Extract the complete data exactly as given.

[Collection entries]
+ + + + + + +

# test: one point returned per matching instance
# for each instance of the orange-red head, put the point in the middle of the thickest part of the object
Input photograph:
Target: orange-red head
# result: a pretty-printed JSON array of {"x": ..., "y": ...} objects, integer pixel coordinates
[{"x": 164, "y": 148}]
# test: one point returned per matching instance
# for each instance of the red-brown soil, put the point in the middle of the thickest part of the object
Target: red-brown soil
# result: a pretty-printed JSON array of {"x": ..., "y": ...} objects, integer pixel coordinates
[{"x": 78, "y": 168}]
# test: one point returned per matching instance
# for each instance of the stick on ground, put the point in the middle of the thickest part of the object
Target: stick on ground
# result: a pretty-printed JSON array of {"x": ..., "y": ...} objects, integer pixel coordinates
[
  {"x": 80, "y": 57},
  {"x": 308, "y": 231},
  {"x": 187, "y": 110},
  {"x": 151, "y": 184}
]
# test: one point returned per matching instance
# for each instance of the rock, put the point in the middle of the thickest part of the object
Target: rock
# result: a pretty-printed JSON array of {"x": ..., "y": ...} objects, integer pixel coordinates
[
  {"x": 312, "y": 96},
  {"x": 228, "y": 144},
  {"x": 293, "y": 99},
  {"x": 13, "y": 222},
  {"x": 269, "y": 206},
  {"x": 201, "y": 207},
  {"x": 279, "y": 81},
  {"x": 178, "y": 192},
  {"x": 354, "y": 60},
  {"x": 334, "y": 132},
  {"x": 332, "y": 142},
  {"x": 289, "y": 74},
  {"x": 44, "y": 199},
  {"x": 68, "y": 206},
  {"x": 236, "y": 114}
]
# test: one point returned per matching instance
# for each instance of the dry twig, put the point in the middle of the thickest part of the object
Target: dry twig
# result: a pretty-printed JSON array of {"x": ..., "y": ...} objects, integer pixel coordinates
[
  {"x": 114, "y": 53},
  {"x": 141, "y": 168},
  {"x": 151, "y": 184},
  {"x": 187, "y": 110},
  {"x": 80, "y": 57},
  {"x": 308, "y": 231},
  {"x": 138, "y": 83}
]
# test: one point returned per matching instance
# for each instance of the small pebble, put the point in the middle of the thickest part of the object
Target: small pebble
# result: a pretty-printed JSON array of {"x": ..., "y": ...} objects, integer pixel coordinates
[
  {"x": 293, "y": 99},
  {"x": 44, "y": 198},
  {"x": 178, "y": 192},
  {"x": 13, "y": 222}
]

+ + + + + + +

# Problem solution
# test: one point returned per matching instance
# for each instance of the orange-red head, put the point in the middle of the thickest part of the object
Input photograph:
Target: orange-red head
# result: a pretty-printed JSON array of {"x": ..., "y": ...} objects, integer pixel coordinates
[{"x": 164, "y": 148}]
# test: one point returned per matching instance
# for each instance of the red-brown soil, put the point in the middle of the thickest part of the object
Target: red-brown soil
# result: a pretty-printed JSON array of {"x": ..., "y": ...} objects, integer pixel coordinates
[{"x": 78, "y": 168}]
# test: one point returned per matching instance
# for each instance of the stick on ground, put the point in the middle of the thickest part of the object
Target: stick on ground
# result: a pretty-printed JSON array of {"x": ..., "y": ...} objects, integer pixel coordinates
[
  {"x": 80, "y": 57},
  {"x": 308, "y": 231},
  {"x": 187, "y": 110},
  {"x": 151, "y": 184}
]
# test: one point returned per matching instance
# for each instance of the rock, put the point in the middle of the thickest part of the object
Target: rock
# result: a pretty-printed JSON array of {"x": ..., "y": ...} objects, integer pixel coordinates
[
  {"x": 312, "y": 96},
  {"x": 228, "y": 144},
  {"x": 293, "y": 99},
  {"x": 13, "y": 222},
  {"x": 269, "y": 206},
  {"x": 201, "y": 207},
  {"x": 279, "y": 81},
  {"x": 178, "y": 192},
  {"x": 354, "y": 60},
  {"x": 334, "y": 132},
  {"x": 332, "y": 142},
  {"x": 289, "y": 74},
  {"x": 44, "y": 199},
  {"x": 68, "y": 206},
  {"x": 236, "y": 114}
]
# test: one point returned per matching instance
# for each instance of the dry twig, put the point in the middle of the thickest part of the object
Target: dry twig
# result: a pretty-printed JSON array of {"x": ..., "y": ...} objects, integer pixel coordinates
[
  {"x": 114, "y": 53},
  {"x": 141, "y": 168},
  {"x": 151, "y": 184},
  {"x": 187, "y": 110},
  {"x": 80, "y": 57},
  {"x": 308, "y": 231},
  {"x": 138, "y": 83}
]
# test: one point returned per matching instance
# for each instance of the small pebble, put the point in the middle of the thickest part of the object
Target: small pebble
# result: a pretty-printed JSON array of {"x": ..., "y": ...} objects, integer pixel coordinates
[
  {"x": 293, "y": 99},
  {"x": 44, "y": 198},
  {"x": 178, "y": 192},
  {"x": 13, "y": 222}
]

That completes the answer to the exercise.